* **選定抜粋**:
= = = =

吉田(宣)委員 平和目的が強く打ち出されて、日本として、外務省として認識をされていることに非常に安心をしますし、是非その点を踏み外さずにお願いしたいと思います。

 その上で、次に、本協定締結以前の、これまでは、JAXAやNASAなどの日米の実施機関の間で個別の協力を行うたびに、そのたびたびに政府間で国際約束を締結してきたと説明をお聞きしております。非常に手間がかかっていたんだろうなと推察をいたしますが、では、この協定の締結により、協力がより迅速に実施されることが期待されるわけですけれども、具体的にどのように迅速化がされるのかについて、外務省から改めて説明をお聞きしたいと思います。

市川政府参考人 お答え申し上げます。

 これまで日米間では、打ち上げを伴うような大規模な宇宙協力を実施する際には、ただいま御指摘がありましたように、一九九五年に締結されました日米宇宙損害協定を適用すべく、個別の宇宙協力ごとに政府間で国際約束を締結してきたところでございます。

 本協定の締結によりまして、実際に宇宙協力を実施する機関が個別の協力ごとに本協定の基本事項に従って実施取決めを作成することが可能となることから、今後の様々な協力を実施するための手続が迅速化し、ひいては協力も効率化することが期待される、このように考えているところでございます。

吉田(宣)委員 協力が迅速化することによって、スピード、これも、時間も非常に大切ですので、非常に意義があることだというふうに高く評価いたしますし、また、火星を視野に入れているという意味では、改めて、人類の歴史においては、私は非常に夢がある協定であるというふうに思っております。どうかよろしくお願いいたします。

= = = =

[ポインティングデータセットの項目]

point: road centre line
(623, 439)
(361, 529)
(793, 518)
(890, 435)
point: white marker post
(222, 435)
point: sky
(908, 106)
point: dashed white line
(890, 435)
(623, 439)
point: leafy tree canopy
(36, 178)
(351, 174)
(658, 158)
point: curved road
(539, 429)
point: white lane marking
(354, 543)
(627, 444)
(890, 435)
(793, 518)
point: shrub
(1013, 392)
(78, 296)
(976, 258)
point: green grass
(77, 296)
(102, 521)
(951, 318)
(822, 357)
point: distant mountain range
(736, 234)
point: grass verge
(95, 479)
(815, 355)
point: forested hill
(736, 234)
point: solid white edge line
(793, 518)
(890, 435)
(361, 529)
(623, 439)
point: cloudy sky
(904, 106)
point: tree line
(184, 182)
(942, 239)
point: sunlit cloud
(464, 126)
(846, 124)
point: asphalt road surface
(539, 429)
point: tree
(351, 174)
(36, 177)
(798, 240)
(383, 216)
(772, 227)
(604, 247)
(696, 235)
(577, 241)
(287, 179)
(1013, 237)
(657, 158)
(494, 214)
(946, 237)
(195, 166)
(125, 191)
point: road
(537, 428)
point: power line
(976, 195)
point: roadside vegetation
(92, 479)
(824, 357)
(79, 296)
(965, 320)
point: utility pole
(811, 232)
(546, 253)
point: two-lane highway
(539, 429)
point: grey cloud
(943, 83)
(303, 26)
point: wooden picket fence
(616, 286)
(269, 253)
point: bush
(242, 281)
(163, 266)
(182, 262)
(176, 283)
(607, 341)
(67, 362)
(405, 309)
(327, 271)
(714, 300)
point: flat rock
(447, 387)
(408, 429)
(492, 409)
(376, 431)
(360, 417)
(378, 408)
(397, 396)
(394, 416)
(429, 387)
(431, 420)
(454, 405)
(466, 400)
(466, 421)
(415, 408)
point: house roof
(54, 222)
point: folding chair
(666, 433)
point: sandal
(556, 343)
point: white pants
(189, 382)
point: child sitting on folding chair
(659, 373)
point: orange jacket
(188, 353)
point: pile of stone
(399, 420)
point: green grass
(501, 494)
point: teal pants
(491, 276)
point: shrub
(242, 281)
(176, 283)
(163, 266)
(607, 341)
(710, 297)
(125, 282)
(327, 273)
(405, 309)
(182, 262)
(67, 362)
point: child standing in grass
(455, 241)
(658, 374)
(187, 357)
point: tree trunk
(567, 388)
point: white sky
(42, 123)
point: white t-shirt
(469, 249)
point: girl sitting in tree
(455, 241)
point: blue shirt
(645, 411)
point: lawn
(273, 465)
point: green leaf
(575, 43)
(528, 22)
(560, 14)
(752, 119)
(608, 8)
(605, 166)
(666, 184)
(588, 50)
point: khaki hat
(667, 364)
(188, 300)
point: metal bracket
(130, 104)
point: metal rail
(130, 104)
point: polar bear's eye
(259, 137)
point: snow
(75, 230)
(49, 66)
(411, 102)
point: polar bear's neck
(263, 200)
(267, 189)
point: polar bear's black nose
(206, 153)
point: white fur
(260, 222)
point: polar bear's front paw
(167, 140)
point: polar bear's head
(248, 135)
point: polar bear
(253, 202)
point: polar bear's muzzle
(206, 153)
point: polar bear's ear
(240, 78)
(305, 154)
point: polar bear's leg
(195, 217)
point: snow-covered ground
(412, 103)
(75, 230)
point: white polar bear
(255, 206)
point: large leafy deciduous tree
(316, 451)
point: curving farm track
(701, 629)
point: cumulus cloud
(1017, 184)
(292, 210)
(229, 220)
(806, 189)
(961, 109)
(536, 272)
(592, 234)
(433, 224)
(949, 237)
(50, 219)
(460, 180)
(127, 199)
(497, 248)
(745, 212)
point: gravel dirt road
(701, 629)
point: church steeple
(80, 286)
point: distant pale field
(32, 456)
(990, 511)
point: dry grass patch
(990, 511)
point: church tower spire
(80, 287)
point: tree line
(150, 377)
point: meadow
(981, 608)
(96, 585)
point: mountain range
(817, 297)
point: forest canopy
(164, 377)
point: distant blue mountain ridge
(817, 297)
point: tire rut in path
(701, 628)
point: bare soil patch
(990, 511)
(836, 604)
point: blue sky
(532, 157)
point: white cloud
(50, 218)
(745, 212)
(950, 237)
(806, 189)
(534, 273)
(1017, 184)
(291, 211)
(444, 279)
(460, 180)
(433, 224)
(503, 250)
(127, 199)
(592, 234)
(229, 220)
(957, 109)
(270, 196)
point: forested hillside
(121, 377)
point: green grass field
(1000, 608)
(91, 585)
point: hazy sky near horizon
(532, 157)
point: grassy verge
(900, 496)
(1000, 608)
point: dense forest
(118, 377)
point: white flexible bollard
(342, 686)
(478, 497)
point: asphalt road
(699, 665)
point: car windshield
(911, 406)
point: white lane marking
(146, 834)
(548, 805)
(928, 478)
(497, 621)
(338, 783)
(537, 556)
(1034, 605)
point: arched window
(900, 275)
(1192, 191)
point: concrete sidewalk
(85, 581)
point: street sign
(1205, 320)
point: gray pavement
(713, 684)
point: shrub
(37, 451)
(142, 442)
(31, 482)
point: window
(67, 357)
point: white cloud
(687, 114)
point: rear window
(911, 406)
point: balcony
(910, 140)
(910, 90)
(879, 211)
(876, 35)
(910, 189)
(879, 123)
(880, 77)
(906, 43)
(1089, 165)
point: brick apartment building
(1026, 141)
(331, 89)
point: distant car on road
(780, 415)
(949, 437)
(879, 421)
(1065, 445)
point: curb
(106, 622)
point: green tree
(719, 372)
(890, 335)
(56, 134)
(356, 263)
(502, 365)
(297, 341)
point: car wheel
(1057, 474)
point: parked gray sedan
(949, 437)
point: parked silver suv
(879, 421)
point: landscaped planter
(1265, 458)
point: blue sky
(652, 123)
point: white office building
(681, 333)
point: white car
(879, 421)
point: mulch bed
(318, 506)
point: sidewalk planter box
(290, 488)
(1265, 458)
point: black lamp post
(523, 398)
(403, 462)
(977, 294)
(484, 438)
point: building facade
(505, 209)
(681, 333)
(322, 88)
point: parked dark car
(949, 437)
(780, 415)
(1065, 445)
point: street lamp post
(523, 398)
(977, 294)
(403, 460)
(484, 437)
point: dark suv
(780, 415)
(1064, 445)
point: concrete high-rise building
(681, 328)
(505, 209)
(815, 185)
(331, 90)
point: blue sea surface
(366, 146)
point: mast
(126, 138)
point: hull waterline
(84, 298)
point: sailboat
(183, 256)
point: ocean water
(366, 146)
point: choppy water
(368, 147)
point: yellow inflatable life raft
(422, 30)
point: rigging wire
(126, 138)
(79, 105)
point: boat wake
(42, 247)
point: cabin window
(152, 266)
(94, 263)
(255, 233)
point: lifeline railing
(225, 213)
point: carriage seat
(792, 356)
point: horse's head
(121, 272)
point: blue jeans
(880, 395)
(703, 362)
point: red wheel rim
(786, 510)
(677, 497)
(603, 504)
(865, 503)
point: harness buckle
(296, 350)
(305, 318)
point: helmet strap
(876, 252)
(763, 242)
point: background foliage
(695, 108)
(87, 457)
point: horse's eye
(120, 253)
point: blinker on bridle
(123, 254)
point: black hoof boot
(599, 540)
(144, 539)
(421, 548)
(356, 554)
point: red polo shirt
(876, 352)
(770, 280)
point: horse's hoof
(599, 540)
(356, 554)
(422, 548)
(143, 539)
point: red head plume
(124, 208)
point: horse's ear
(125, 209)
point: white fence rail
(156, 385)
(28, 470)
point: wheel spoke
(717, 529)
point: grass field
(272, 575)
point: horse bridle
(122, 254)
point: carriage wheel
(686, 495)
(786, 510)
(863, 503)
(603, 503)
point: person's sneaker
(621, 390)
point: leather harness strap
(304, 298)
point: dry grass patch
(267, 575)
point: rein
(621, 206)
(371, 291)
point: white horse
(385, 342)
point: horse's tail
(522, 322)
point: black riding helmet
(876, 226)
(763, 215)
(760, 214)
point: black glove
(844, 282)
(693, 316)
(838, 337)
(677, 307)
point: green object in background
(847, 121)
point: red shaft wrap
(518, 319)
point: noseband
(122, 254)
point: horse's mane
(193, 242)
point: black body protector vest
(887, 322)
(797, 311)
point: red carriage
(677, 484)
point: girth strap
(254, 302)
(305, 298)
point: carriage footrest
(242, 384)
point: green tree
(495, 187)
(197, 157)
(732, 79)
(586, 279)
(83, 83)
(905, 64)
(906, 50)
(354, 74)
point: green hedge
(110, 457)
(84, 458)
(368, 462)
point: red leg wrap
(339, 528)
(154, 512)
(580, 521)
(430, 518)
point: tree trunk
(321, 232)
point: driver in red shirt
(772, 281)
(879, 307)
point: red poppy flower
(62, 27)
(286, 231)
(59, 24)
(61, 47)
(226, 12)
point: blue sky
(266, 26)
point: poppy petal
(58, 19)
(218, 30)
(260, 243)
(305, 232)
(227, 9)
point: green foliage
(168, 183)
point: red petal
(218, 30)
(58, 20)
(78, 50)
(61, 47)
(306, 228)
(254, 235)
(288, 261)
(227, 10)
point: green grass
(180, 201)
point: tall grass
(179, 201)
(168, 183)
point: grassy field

= = = =

* **解くべき課題**:
1) 日米宇宙協力をめぐる委員会質疑の抜粋によれば、日米宇宙損害協定が締結されたのは何年か。
2) 日米宇宙協力をめぐる委員会質疑の抜粋を、最後の発言の後から書き継いでください。

* **順番別出力**:
1) 一九九五年。

2)
 次に、二国間航空協定に関する日・EU協定について質問をいたします。

 この協定を締結することによって、既存の二国間航空協定においてEU構成国のEU航空企業の定期便運航が可能になるとお聞きをいたしました。

 具体的には、あくまで例えでございます、個別の国名を挙げますけれども、あくまで例えでございますのでお許しいただいた上で、例えば、日本と二国間航空協定が結ばれていないポルトガルの航空会社が、日本と二国間協定を結んでいるフランスからなら日本に定期便の運航が可能になる、そのように理解をいたしました。

 私の理解は正しいのかも含めて、補足がありましたら、それも併せて外務省から答弁をお願いしたいと思います。

中込政府参考人 お答え申し上げます。

 我が国は、EU構成国、例えばフランスとの間で締結している二国間航空協定におきましては、原則として、定期便を運航できる航空企業は締約国の航空企業に限られているということでございます。しかしながら、EU域内では、いわゆるEU航空企業が国籍を問わず自由に運航を行っております。

 今回御審議をお願いしています協定におきましては、このようなEU側の現状を踏まえまして、我が国とEU構成国との間の既存の二国間航空協定の下においてもEU航空企業が定期便を運航できるようにするものでございます。

 したがいまして、今委員の方から御質問がございました具体例に即して言えば、EU航空企業でありますポルトガルの航空会社が、本協定に従い、日仏、日本とフランスとの航空協定の下で定期便を運航することが可能になるということでございます。

 一方、この協定が締結されましても、我が国とEU構成国との間の既存の二国間航空協定の下での、我が国と相手国それぞれの定期航空業務の路線あるいは便数等の輸送力に対する制限に変更はございません。

 ですので、今御質問がありました具体例に即して申し上げますと、例えば、ポルトガルの航空会社が、日本とフランスの航空協定の下で設定されております路線や便数の範囲内で運航する、こういうことになるものでございます。

 以上でございます。

吉田(宣)委員 御答弁ありがとうございます。

 非常に分かりやすくお答えいただいたと思って感謝します。バランスもしっかり配慮されていることがよく分かりました。よろしくお願いいたします。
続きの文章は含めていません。